Records from a collection:
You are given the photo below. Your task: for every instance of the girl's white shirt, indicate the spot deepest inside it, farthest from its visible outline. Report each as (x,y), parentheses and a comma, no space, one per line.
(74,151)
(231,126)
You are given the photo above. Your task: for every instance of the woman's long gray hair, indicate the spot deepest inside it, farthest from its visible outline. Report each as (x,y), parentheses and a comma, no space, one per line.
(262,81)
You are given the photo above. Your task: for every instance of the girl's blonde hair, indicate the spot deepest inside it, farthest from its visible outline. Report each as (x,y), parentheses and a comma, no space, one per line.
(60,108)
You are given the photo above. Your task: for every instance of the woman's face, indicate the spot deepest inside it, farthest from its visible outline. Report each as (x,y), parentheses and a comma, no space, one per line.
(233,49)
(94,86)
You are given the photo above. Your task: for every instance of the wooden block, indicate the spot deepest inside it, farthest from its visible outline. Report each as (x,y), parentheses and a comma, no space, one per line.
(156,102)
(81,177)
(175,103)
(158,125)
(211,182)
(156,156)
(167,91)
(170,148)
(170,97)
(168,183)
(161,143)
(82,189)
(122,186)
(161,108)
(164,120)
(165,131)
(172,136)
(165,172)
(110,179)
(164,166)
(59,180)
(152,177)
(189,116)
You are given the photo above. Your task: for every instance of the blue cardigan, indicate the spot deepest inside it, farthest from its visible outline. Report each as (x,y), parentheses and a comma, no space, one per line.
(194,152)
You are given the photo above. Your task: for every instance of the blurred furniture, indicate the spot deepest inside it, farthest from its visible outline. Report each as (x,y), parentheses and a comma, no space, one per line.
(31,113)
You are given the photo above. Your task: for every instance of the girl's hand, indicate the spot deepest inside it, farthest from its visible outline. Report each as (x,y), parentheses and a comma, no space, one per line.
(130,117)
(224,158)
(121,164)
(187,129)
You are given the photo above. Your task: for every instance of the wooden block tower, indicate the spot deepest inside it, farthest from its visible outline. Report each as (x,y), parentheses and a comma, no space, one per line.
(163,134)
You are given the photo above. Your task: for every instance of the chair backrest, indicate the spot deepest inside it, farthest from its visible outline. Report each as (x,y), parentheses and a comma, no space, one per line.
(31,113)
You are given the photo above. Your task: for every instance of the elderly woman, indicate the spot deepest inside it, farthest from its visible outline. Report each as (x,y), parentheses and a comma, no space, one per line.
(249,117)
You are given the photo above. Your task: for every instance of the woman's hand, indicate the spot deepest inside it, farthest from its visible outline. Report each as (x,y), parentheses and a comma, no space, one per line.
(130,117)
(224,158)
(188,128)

▶ [What you are asked to do]
Can you rewrite every line above, from the one containing "woman's hand, indicate" through the end of the material, keeping each line unchanged except that every number in the coordinates is shifted up by 3?

▶ [Output for this exercise]
You are given the photo above. Your task: for every instance of the woman's hand, indicate the spot deepest inside it, farthest from its visible outline. Report each as (x,y), parentheses and a comma, no space, one per line.
(133,120)
(227,161)
(191,131)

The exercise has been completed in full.